● EXERCISE: The answer must be every line below that holds the word "airplane".

● GIVEN DATA:

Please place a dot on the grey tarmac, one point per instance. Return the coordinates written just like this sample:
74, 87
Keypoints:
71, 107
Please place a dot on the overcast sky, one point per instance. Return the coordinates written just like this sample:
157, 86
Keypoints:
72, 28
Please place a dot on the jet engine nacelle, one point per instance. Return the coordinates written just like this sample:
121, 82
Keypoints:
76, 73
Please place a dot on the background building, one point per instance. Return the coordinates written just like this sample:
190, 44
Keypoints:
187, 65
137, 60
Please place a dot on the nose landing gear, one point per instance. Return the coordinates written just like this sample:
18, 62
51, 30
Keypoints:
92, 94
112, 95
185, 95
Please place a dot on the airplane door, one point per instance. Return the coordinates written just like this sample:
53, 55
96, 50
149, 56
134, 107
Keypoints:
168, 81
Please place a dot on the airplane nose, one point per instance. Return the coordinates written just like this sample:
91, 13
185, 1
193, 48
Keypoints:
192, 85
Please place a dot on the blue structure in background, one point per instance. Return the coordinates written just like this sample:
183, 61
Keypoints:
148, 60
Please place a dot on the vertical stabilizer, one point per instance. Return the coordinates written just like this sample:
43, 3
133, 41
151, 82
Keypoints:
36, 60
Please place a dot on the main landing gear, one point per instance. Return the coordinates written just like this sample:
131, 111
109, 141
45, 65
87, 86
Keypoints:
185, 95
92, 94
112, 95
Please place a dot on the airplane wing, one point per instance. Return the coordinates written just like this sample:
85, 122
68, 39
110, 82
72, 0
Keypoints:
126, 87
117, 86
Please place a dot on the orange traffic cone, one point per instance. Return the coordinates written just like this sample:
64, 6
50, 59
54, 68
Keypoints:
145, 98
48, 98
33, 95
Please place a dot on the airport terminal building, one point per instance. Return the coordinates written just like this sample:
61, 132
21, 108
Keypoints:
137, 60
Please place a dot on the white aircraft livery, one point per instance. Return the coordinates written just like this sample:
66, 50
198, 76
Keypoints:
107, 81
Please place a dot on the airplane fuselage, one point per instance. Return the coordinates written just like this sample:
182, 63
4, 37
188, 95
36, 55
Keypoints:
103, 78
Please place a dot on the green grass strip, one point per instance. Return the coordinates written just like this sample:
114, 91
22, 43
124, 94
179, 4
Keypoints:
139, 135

● EXPECTED ANSWER:
Please place a dot on the airplane door, one point per instance. Return the coordinates written just like this sample:
Please place a dot on the airplane nose, one point per instance. Return the coordinates written just like this sample:
Please place a dot on the airplane wing, one point per instance. Return the coordinates written just like this sample:
Please place a dot on the airplane fuselage, one point per instance. Return the coordinates written just like this sample:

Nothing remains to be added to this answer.